What to produce:
What you return must be the lines of the data that hold the word "Prompts".
++++++
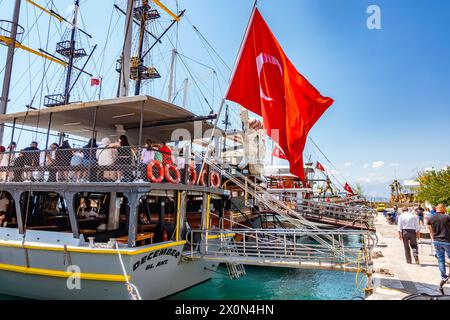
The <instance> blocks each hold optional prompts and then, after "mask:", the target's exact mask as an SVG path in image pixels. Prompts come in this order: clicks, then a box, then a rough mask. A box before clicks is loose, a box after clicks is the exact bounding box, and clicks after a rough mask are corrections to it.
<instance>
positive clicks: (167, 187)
mask: <svg viewBox="0 0 450 320" xmlns="http://www.w3.org/2000/svg"><path fill="white" fill-rule="evenodd" d="M213 118H214V115H213V116H207V117H197V116H195V115H194V114H192V113H191V112H189V111H187V110H185V109H182V108H180V107H178V106H175V105H173V104H170V103H167V102H164V101H161V100H158V99H156V98H152V97H148V96H137V97H126V98H118V99H112V100H102V101H96V102H88V103H80V104H72V105H67V106H58V107H53V108H47V109H43V110H35V111H27V112H21V113H15V114H8V115H4V116H0V123H3V124H4V125H5V126H10V127H11V131H12V132H11V144H10V145H11V146H13V147H12V148H9V149H8V150H7V151H6V152H5V153H3V154H2V155H1V156H2V160H1V162H0V179H1V180H2V181H1V183H2V184H3V191H2V192H1V196H0V221H1V225H0V228H13V229H14V228H15V229H17V230H18V232H19V233H20V234H25V233H26V232H27V231H28V232H34V231H40V232H51V233H59V234H71V235H73V237H74V239H79V240H80V243H86V244H89V245H95V244H96V243H102V244H104V243H108V242H110V241H111V239H115V240H117V242H118V243H120V244H122V245H126V246H128V247H139V246H144V245H149V244H153V243H158V242H165V241H178V240H180V239H186V235H187V233H188V232H189V229H202V228H203V229H204V228H219V227H221V226H222V223H223V222H222V220H221V218H220V217H223V208H224V200H225V199H226V198H227V197H228V192H226V191H224V190H222V189H221V188H220V187H221V183H220V182H221V176H220V170H217V168H216V169H214V168H210V166H208V165H205V163H203V160H202V159H201V157H199V156H198V155H196V154H195V152H194V151H193V150H192V141H193V139H194V138H195V137H199V136H200V137H205V136H206V137H208V131H209V132H210V131H211V129H212V125H211V124H210V123H209V122H207V120H209V119H213ZM23 126H27V127H31V128H35V129H36V130H40V131H39V132H40V133H41V135H42V138H43V140H44V141H45V143H44V145H43V146H38V147H36V146H32V147H29V148H26V149H23V150H21V151H19V150H17V149H14V145H16V146H17V145H20V144H21V143H22V142H23V141H16V140H15V139H18V138H19V137H21V130H22V129H23ZM52 132H57V133H58V135H59V137H61V139H60V140H61V141H53V140H50V139H51V136H52V135H51V133H52ZM210 134H211V133H210ZM124 136H125V137H126V139H123V137H124ZM22 137H23V136H22ZM67 137H76V138H77V139H85V141H86V142H85V143H86V145H85V146H84V147H82V148H72V147H71V146H68V145H67V143H66V142H64V141H65V140H70V139H68V138H67ZM124 140H127V141H125V143H124ZM149 141H151V142H149ZM100 142H101V143H100ZM170 143H172V144H173V145H174V147H173V148H172V149H171V148H169V147H168V146H167V145H168V144H170ZM181 143H183V144H184V145H183V147H182V148H180V147H179V146H180V144H181ZM22 144H23V143H22ZM55 146H56V147H55ZM2 210H3V211H2Z"/></svg>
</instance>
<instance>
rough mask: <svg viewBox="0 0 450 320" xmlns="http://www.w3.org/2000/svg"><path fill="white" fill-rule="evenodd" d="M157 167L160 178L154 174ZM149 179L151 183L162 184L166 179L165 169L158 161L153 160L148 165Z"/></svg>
mask: <svg viewBox="0 0 450 320" xmlns="http://www.w3.org/2000/svg"><path fill="white" fill-rule="evenodd" d="M154 167H156V169H158V178H156V177H155V175H154V174H153V168H154ZM147 178H148V180H150V181H151V182H154V183H161V182H162V181H163V179H164V168H163V166H162V164H161V162H159V161H157V160H153V161H152V162H150V163H149V164H148V165H147Z"/></svg>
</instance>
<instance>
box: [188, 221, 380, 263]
mask: <svg viewBox="0 0 450 320" xmlns="http://www.w3.org/2000/svg"><path fill="white" fill-rule="evenodd" d="M317 237H319V238H323V239H329V238H331V239H333V241H332V242H331V244H330V245H324V244H323V243H320V242H318V241H316V239H317ZM199 239H203V240H204V241H202V242H201V243H199ZM213 240H214V241H213ZM187 241H188V244H189V246H190V248H189V250H187V251H186V253H185V255H187V256H190V257H191V258H195V257H196V256H198V255H201V256H202V257H206V258H211V259H215V260H220V261H222V262H232V261H234V262H240V263H242V264H269V265H279V266H286V265H288V266H289V264H291V265H290V266H292V264H293V266H294V267H296V266H298V267H300V268H302V267H305V265H309V266H310V267H311V268H316V267H317V268H320V267H325V268H330V269H333V268H343V269H353V270H356V269H358V268H360V269H363V268H366V267H367V266H368V265H369V264H370V259H371V258H370V257H371V255H372V250H373V248H374V247H375V246H376V244H377V241H378V240H377V238H376V235H375V234H374V233H372V232H367V231H359V230H340V231H339V230H309V229H308V230H306V229H305V230H302V229H232V230H214V229H212V230H191V231H190V233H189V234H188V235H187ZM230 246H232V248H231V249H232V250H230ZM227 252H232V253H233V254H232V255H230V254H226V253H227ZM302 264H303V266H302ZM325 265H327V266H325Z"/></svg>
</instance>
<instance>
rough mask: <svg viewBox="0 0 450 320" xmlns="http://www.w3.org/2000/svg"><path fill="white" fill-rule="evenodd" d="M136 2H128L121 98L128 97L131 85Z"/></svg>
mask: <svg viewBox="0 0 450 320" xmlns="http://www.w3.org/2000/svg"><path fill="white" fill-rule="evenodd" d="M133 8H134V0H128V3H127V12H126V19H125V40H124V45H123V52H122V57H121V61H120V66H121V67H120V80H119V95H118V96H119V97H127V96H128V93H129V83H130V81H129V80H130V60H131V44H132V41H131V40H132V38H133Z"/></svg>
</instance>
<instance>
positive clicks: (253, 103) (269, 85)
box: [225, 9, 333, 181]
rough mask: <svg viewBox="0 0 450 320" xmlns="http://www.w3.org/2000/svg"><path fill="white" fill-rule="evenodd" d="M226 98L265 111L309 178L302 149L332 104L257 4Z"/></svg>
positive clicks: (273, 127)
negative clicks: (319, 122) (289, 58)
mask: <svg viewBox="0 0 450 320" xmlns="http://www.w3.org/2000/svg"><path fill="white" fill-rule="evenodd" d="M225 97H226V99H228V100H231V101H234V102H236V103H238V104H240V105H242V106H243V107H245V108H246V109H248V110H250V111H252V112H254V113H256V114H258V115H260V116H262V118H263V123H264V127H265V129H266V130H267V133H268V135H269V136H270V137H272V139H273V140H274V141H275V142H277V143H278V144H279V146H280V148H281V149H282V150H283V151H284V153H285V155H286V157H287V159H288V160H289V164H290V168H291V173H292V174H294V175H296V176H298V177H299V178H300V179H301V180H302V181H304V180H305V173H304V170H303V150H304V148H305V144H306V139H307V136H308V133H309V131H310V129H311V128H312V127H313V125H314V124H315V123H316V121H317V120H318V119H319V118H320V117H321V116H322V114H323V113H324V112H325V111H326V110H327V109H328V107H330V106H331V104H332V103H333V99H331V98H326V97H323V96H322V95H321V94H320V93H319V91H317V90H316V89H315V88H314V87H313V86H312V85H311V84H310V83H309V82H308V80H306V79H305V78H304V77H303V76H302V75H301V74H300V73H299V72H298V71H297V70H296V69H295V67H294V65H293V64H292V63H291V61H290V60H289V59H288V57H287V56H286V55H285V53H284V51H283V49H282V48H281V46H280V44H279V43H278V41H277V39H276V38H275V36H274V35H273V33H272V32H271V30H270V29H269V27H268V26H267V24H266V22H265V21H264V19H263V18H262V16H261V14H260V13H259V11H258V9H255V10H254V11H253V14H252V17H251V22H250V25H249V28H248V30H247V34H246V36H245V39H244V42H243V46H242V50H241V52H240V54H239V57H238V61H237V63H236V67H235V70H234V72H233V76H232V80H231V83H230V87H229V88H228V92H227V94H226V96H225Z"/></svg>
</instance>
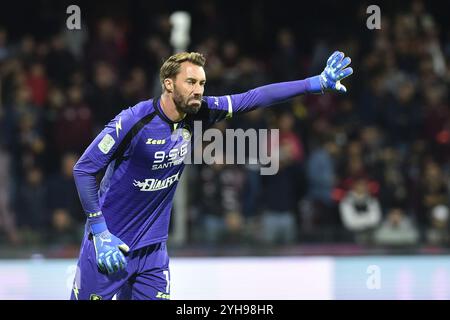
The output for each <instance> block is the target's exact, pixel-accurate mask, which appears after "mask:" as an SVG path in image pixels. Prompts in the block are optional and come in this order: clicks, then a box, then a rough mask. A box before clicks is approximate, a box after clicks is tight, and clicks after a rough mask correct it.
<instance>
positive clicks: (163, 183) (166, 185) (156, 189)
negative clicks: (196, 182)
mask: <svg viewBox="0 0 450 320" xmlns="http://www.w3.org/2000/svg"><path fill="white" fill-rule="evenodd" d="M179 174H180V173H179V172H177V173H176V174H174V175H173V176H170V177H168V178H166V179H164V180H159V179H153V178H150V179H145V180H144V181H143V182H141V181H137V180H134V183H133V185H134V186H135V187H138V188H140V191H158V190H162V189H166V188H168V187H170V186H171V185H172V184H173V183H174V182H175V181H178V180H179Z"/></svg>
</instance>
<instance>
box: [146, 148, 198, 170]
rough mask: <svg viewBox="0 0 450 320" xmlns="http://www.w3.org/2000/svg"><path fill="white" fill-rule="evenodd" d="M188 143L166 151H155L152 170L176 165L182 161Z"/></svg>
mask: <svg viewBox="0 0 450 320" xmlns="http://www.w3.org/2000/svg"><path fill="white" fill-rule="evenodd" d="M188 146H189V144H188V143H185V144H183V145H181V146H180V147H179V148H173V149H171V150H169V151H168V152H166V151H164V150H160V151H156V152H155V154H154V157H155V160H153V165H152V170H159V169H166V168H171V167H173V166H178V165H180V164H182V163H183V161H184V157H185V156H186V154H187V152H188Z"/></svg>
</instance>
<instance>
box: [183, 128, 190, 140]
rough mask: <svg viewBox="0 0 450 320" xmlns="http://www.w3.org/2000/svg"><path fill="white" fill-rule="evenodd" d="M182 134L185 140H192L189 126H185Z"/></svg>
mask: <svg viewBox="0 0 450 320" xmlns="http://www.w3.org/2000/svg"><path fill="white" fill-rule="evenodd" d="M181 136H182V137H183V139H184V141H190V140H191V132H190V131H189V128H183V129H182V130H181Z"/></svg>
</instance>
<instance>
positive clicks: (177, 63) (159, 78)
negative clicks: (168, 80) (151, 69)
mask: <svg viewBox="0 0 450 320" xmlns="http://www.w3.org/2000/svg"><path fill="white" fill-rule="evenodd" d="M185 61H189V62H190V63H193V64H195V65H197V66H200V67H204V66H205V62H206V59H205V57H204V56H203V55H202V54H201V53H198V52H180V53H177V54H174V55H173V56H171V57H170V58H169V59H167V60H166V61H164V63H163V65H162V66H161V69H160V70H159V80H160V81H161V85H162V88H163V91H164V90H165V87H164V79H167V78H170V79H174V78H175V77H176V76H177V74H178V73H179V72H180V67H181V64H182V63H183V62H185Z"/></svg>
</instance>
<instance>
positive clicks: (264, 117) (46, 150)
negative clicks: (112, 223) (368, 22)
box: [0, 1, 450, 247]
mask: <svg viewBox="0 0 450 320" xmlns="http://www.w3.org/2000/svg"><path fill="white" fill-rule="evenodd" d="M427 5H428V3H427ZM366 7H367V6H366ZM366 7H364V6H359V7H358V8H357V9H355V12H354V14H355V16H356V17H357V19H356V18H355V19H354V21H353V22H352V23H354V24H356V23H360V26H358V25H357V24H356V27H354V29H353V30H354V33H352V34H350V35H348V34H347V35H345V36H342V37H340V36H336V35H335V34H334V33H332V32H331V31H330V34H333V36H330V37H328V36H327V32H326V28H328V27H331V26H332V24H333V23H334V22H333V21H332V20H330V21H328V25H327V21H317V22H315V23H317V24H320V25H321V26H322V27H323V28H324V30H325V31H323V34H322V35H320V37H317V38H312V39H311V37H307V35H305V33H306V32H307V30H305V29H303V30H297V29H296V28H293V27H290V26H289V23H288V22H285V23H284V25H281V24H280V26H279V27H278V26H277V25H273V26H272V27H271V28H272V29H273V30H274V31H273V37H271V38H269V39H264V41H261V39H260V36H257V35H255V36H254V38H255V41H257V40H258V39H259V40H260V41H259V42H258V43H262V42H267V41H271V42H270V45H266V47H264V46H263V47H262V48H260V49H259V48H258V46H256V47H255V46H253V47H251V43H252V39H253V36H252V32H254V30H257V27H258V25H259V23H261V22H259V21H260V20H258V19H257V18H255V17H258V15H259V16H261V17H266V16H267V15H266V16H265V15H264V12H265V11H264V7H263V6H258V5H255V10H256V12H257V13H256V14H254V17H253V18H252V19H249V22H248V24H249V26H248V28H239V29H238V30H236V28H232V30H231V31H230V33H231V34H227V33H226V32H224V30H227V29H226V26H227V23H230V21H228V22H227V20H226V19H227V17H226V16H224V15H221V14H220V8H219V7H218V6H216V5H215V3H214V2H212V1H200V2H199V3H198V4H197V5H196V7H195V10H196V14H195V17H196V19H197V21H201V23H203V24H204V26H203V28H199V27H196V28H194V29H193V33H194V34H193V36H192V39H193V41H192V43H191V44H190V46H189V50H192V51H199V52H202V53H203V54H204V55H205V56H206V58H207V65H206V74H207V80H208V83H207V86H206V92H205V95H225V94H231V93H240V92H244V91H247V90H249V89H252V88H254V87H256V86H260V85H264V84H268V83H271V82H278V81H289V80H295V79H302V78H306V77H308V76H313V75H316V74H319V73H320V72H321V70H323V68H324V65H325V62H326V60H327V58H328V56H329V55H330V54H331V53H332V52H333V51H334V50H336V49H338V50H341V51H344V52H345V53H346V55H348V56H350V57H351V58H352V65H353V67H354V69H355V74H354V75H353V76H351V77H350V78H348V79H346V80H344V82H345V85H346V86H347V88H348V91H349V94H347V95H345V96H339V95H336V94H327V95H323V96H319V95H308V96H301V97H298V98H295V99H294V100H292V101H289V102H285V103H282V104H279V105H277V106H275V107H271V108H267V109H263V110H256V111H253V112H250V113H247V114H244V115H240V116H236V117H235V118H233V119H231V120H230V121H223V122H221V123H219V124H218V125H217V128H218V129H220V130H225V129H227V128H242V129H244V130H245V129H248V128H256V129H273V128H277V129H279V130H280V140H279V145H277V146H272V147H273V148H279V153H278V157H279V161H280V170H279V172H278V174H277V175H273V176H261V175H260V172H259V166H258V165H222V164H214V165H196V166H191V165H190V166H189V171H188V179H189V183H190V184H192V185H193V186H195V187H194V188H189V198H188V199H189V206H188V211H187V212H188V218H189V219H188V223H189V230H190V231H189V239H188V241H189V242H190V243H216V244H224V243H225V244H228V243H242V242H249V243H259V244H264V245H277V244H299V243H331V242H342V243H348V242H350V243H358V244H362V245H365V246H381V247H390V246H392V247H399V246H400V247H415V246H419V245H431V246H440V247H446V246H448V245H449V244H450V242H449V231H450V229H449V228H450V225H449V223H450V212H449V195H450V190H449V186H450V185H449V183H450V166H449V157H450V109H449V107H450V106H449V90H448V89H449V81H450V33H449V31H448V30H449V29H448V28H445V27H443V26H441V24H440V23H439V22H438V21H437V20H436V19H435V17H434V15H433V14H431V12H430V11H429V10H428V8H427V6H426V5H425V2H424V1H412V2H411V3H408V5H406V6H404V7H402V9H401V10H395V11H393V12H387V11H384V8H383V7H382V12H383V15H382V22H381V26H382V29H381V30H373V31H371V30H367V29H366V28H365V20H364V19H365V18H366V17H367V15H366V12H365V8H366ZM143 14H144V13H143ZM305 14H306V13H305ZM145 15H147V16H149V15H150V16H151V19H150V18H147V19H148V20H149V21H151V23H150V24H149V26H148V28H145V29H144V31H141V32H137V31H136V30H133V29H132V23H131V22H130V21H129V20H127V19H124V18H123V17H121V18H120V19H119V18H115V17H114V16H113V15H112V16H105V17H98V18H96V19H95V20H92V21H90V22H88V23H86V24H83V26H82V29H81V30H67V29H66V28H64V27H61V28H60V29H59V30H58V32H54V33H52V34H48V35H47V36H44V37H43V36H37V35H35V34H34V33H33V30H29V31H28V32H27V33H24V34H20V35H18V36H17V35H14V37H11V36H10V33H11V31H12V30H11V29H9V28H8V27H7V26H1V25H0V98H1V99H0V177H1V181H2V183H1V184H0V239H1V240H0V241H1V242H9V243H14V244H30V243H32V244H34V243H47V244H61V243H72V244H73V243H75V244H78V243H79V241H81V234H82V232H83V224H84V219H85V217H84V215H83V213H82V209H81V206H80V203H79V200H78V194H77V191H76V188H75V185H74V182H73V177H72V168H73V165H74V164H75V162H76V161H77V159H78V157H79V156H80V155H81V153H82V152H83V151H84V149H85V148H86V147H87V145H88V144H89V143H90V142H91V141H92V139H93V138H94V137H95V135H96V134H97V133H98V132H99V131H100V130H101V129H102V127H103V126H104V125H105V124H106V123H107V122H108V121H109V120H110V119H112V118H113V117H114V116H115V115H116V114H117V113H118V112H120V110H122V109H124V108H126V107H128V106H132V105H134V104H136V103H137V102H139V101H141V100H145V99H149V98H150V97H153V96H156V95H158V94H159V93H160V85H159V79H158V71H159V67H160V65H161V62H162V61H163V60H164V59H165V58H167V57H168V56H170V55H171V54H172V53H173V48H172V46H171V44H170V41H169V39H170V29H171V25H170V19H169V13H168V12H155V13H148V12H146V13H145ZM261 19H263V18H261ZM239 24H240V26H244V27H245V26H246V25H245V21H240V22H239ZM61 25H62V26H64V24H61ZM194 27H195V26H194ZM233 32H234V33H233ZM233 35H236V37H233ZM304 38H307V40H305V39H304ZM243 39H244V40H243ZM305 43H307V44H308V48H306V49H305Z"/></svg>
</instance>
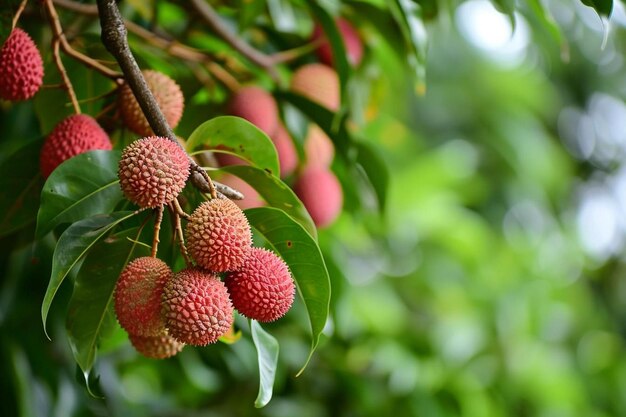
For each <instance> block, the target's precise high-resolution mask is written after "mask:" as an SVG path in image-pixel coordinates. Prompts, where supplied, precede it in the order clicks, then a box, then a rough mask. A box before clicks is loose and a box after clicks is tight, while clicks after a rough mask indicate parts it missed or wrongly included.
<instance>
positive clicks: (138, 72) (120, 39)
++++++
Output of the exercise:
The <instance> blocks each hold optional prompts and then, after "mask:", the target's exact mask as an SVG path in image pixels. Prompts come in this order: clicks, then a box, then a rough mask. A box before clicks is loose, a box after clicks is the exact bounding box, and clicks after a rough mask are corrections to it.
The output for each <instance> block is the target's exact, pixel-accurate mask, which appears after "mask:" as an SVG path in image pixels. Prompts in the block are optional and come in this order: clicks, then a box, then a rough mask. A box before clicks is approximate, a box after clicks is tight, and clicks after a rough mask correct it.
For each <instance> block, the target's precise high-resolution mask is written after "mask:" as an SVG path in image-pixel coordinates. Prompts, where supplied, precede it in the order clicks, then a box, then a rough mask. A box before clicks is loose and a box after clicks is tight, while clicks after a rough mask indicate parts it missed or wrongly included.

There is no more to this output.